### Records from a data collection
********
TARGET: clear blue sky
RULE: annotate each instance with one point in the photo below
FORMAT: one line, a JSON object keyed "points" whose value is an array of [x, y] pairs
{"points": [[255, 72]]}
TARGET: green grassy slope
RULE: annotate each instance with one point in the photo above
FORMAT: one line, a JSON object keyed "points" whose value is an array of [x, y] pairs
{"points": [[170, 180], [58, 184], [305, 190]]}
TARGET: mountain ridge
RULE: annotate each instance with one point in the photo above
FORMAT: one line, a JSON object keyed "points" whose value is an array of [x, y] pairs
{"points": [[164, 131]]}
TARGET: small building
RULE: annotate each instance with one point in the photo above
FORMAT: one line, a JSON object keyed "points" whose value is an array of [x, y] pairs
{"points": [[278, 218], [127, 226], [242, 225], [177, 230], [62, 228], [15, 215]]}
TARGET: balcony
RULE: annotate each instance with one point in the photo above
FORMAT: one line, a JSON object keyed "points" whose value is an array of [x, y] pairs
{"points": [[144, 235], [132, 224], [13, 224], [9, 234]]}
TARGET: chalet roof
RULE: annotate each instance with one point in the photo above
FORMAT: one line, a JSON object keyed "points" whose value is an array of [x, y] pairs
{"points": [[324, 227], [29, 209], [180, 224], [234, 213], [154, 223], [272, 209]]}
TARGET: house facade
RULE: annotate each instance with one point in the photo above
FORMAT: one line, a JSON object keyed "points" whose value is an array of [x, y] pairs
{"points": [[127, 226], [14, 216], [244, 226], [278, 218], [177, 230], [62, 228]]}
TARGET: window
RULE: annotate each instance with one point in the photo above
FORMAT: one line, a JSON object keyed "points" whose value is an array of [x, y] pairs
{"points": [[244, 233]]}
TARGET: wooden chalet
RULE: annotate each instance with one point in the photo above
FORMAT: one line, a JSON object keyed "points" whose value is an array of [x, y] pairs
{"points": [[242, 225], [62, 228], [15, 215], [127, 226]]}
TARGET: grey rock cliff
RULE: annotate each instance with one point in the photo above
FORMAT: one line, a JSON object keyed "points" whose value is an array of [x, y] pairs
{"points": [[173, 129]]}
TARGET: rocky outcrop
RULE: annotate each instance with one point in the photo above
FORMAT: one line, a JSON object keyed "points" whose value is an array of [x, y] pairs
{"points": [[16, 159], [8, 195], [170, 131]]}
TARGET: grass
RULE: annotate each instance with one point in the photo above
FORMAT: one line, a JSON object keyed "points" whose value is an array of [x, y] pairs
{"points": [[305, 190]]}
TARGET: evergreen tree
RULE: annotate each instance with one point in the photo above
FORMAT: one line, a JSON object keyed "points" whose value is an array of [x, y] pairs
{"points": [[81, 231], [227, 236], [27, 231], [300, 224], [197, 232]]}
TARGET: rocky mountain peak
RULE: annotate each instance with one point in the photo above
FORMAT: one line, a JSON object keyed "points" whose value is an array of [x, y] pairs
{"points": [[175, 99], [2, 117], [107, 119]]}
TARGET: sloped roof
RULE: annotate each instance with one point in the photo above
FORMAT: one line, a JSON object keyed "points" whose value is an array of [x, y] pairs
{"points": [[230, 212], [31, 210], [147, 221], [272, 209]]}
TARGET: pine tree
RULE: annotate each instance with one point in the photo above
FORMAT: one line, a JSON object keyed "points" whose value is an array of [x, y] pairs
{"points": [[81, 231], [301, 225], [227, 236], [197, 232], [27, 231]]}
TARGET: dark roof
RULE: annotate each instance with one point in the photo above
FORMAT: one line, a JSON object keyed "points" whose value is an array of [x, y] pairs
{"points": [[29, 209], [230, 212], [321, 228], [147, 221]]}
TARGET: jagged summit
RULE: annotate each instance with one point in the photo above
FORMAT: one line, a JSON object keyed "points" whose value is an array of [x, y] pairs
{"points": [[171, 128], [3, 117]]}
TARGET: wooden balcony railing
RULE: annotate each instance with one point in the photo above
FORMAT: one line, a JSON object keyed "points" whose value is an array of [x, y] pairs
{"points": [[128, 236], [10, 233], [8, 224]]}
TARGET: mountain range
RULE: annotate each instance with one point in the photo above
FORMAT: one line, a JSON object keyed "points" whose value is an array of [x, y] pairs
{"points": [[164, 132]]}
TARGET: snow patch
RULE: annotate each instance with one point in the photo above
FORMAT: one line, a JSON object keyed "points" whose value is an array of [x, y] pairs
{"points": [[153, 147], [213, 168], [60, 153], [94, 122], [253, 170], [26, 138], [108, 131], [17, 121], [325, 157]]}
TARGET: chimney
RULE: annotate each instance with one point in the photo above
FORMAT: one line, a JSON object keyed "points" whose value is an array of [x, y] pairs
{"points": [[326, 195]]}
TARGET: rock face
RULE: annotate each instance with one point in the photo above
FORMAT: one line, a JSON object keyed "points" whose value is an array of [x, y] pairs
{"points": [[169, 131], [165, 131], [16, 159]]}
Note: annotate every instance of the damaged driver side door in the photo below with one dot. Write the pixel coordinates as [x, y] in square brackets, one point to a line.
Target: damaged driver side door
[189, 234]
********
### PROBLEM DESCRIPTION
Only the lines containing the word "tree" should be returned from the data above.

### RESPONSE AREA
TARGET: evergreen tree
TARGET: pine tree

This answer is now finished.